# Start of Reading passage
Documentary sources are the sine qua non for historians, but few Africanists discuss them critically. This is partly because such sources are meager and we have been more intent on developing alternative sources and partly because they are largely seen as biased European accounts. This is ironic, given that we suffer from an overall lack of written sources, and it contrasts markedly with similar situations in classical, medieval, and East Asian history, where historians have developed sophisticated techniques to extract every possible detail from the few documents they have. But smarting from attacks that, without documentary evidence, Africa had no history, we looked elsewhere for sources to reconstruct that history while often dismissing what documentary sources there were as fatally flawed. There is only one journal that considers methodological issues, History in Africa, and it is only recently that critical editions of the Periplus and early European travel accounts have revealed the degree to which they were often based on hearsay, plagiarized from earlier accounts, and recycled through successive editions and translations. We thus need to take the written word both more seriously and more critically.
# End of Reading passage
# Start of Given information
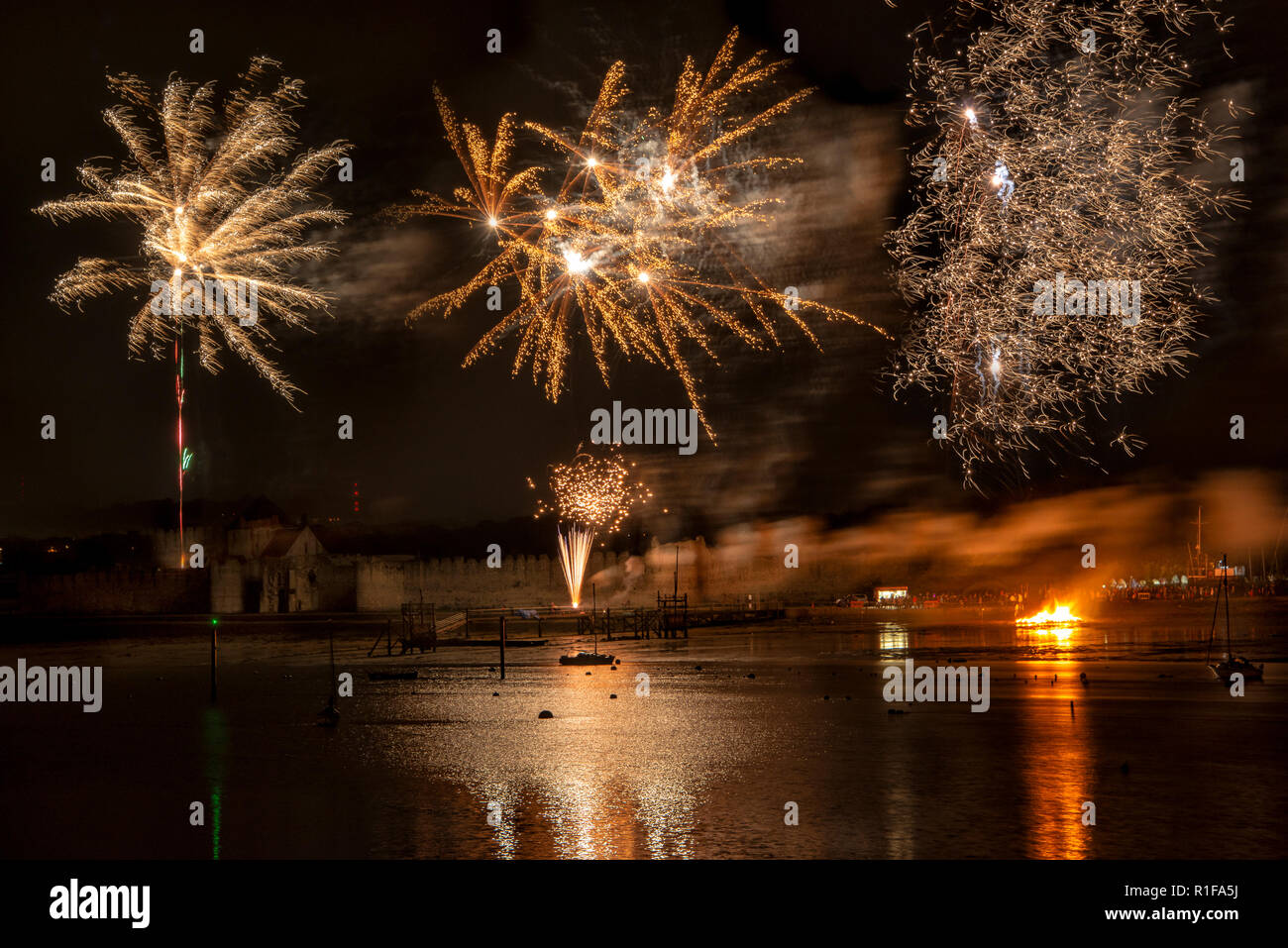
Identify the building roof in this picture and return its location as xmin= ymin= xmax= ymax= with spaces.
xmin=259 ymin=527 xmax=326 ymax=559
# End of Given information
Problem set>
(a) Answer these questions about the passage on documentary sources in African history:
(i) What is the one journal that considers methodological issues?
(ii) In which fields have historians developed sophisticated techniques to extract every possible detail from the few documents they have?
(iii) What have recent critical editions of the Periplus and early European travel accounts revealed?
(b) Write a continuation of the passage on documentary sources in African history, starting after its final sentence.

Task results>
(a)
(i) History in Africa.
(ii) Classical, medieval, and East Asian history.
(iii) They were often based on hearsay, plagiarized from earlier accounts, and recycled through successive editions and translations.

(b)
There are a number of different aspects in the critical examination of documentary sources. We must assess what types of document and perspectives have survived and which have not. We have to question a document's provenance, who produced it, when, and why. We need to ask how authentic a version is and how it may have changed through successive versions and editions since the original. We must carefully read what a document says, how it says it, and why. And we have to explore the historical context of the document, how that context informs the document, and what it reveals of the context.

Christian Jennings provides a classic example of close reading of accounts by early missionaries and travelers to question earlier interpretations of Maasai history. In doing so, he carefully establishes the provenance of the accounts by identifying who wrote them, their interests, and their linguistic abilities and experience. He establishes the identity and authenticity of their sources. And finally, he reads carefully for content, establishing the meaning of significant terms and their changes over time. In short, Jennings shows us just how much information can be gleaned from early European accounts, material that is otherwise unavailable.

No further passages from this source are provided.